§ **REQUIREMENTS**
With the line containing "task: give the mask of every instance of the buttoned" as the first line and the last line of the records as the final one, reproduce that range exactly.

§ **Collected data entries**
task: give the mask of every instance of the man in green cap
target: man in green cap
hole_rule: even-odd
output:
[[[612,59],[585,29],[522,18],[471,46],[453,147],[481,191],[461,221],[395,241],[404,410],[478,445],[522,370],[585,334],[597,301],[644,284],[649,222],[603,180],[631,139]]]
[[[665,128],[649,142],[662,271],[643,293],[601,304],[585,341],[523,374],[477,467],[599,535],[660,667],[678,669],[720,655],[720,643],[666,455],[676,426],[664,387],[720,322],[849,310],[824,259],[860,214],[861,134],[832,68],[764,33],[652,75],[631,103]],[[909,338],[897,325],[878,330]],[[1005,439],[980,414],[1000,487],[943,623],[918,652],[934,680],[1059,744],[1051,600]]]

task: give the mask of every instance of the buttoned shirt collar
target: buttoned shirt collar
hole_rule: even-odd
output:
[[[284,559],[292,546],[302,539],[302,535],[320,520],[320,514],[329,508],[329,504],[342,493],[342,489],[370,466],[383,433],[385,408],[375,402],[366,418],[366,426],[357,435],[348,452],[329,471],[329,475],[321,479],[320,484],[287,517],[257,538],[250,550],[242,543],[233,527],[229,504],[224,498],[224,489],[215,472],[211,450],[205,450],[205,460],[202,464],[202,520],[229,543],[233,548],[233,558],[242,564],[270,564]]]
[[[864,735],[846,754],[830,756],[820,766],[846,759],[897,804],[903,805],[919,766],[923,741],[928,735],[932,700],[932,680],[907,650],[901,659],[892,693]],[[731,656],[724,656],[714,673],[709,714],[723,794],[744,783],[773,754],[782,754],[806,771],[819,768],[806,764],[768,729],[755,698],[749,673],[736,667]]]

§ **FULL SOLUTION**
task: give the mask of every instance of the buttoned shirt collar
target: buttoned shirt collar
hole_rule: even-odd
output:
[[[284,559],[292,546],[302,539],[302,535],[320,520],[320,514],[329,508],[329,504],[342,493],[342,489],[370,466],[383,433],[385,408],[375,402],[366,418],[366,426],[357,435],[348,452],[329,471],[329,475],[321,479],[320,484],[287,517],[257,538],[250,550],[242,543],[233,527],[229,504],[224,498],[224,489],[215,472],[211,450],[205,450],[205,460],[202,464],[202,520],[229,543],[233,548],[233,558],[242,564],[270,564]]]
[[[864,735],[846,754],[830,756],[820,766],[846,759],[897,804],[903,805],[919,766],[923,741],[928,735],[932,700],[932,680],[907,650],[901,659],[892,693]],[[731,656],[724,656],[714,673],[709,714],[723,794],[744,783],[773,754],[782,754],[806,771],[819,768],[806,764],[768,729],[755,698],[749,673],[736,667]]]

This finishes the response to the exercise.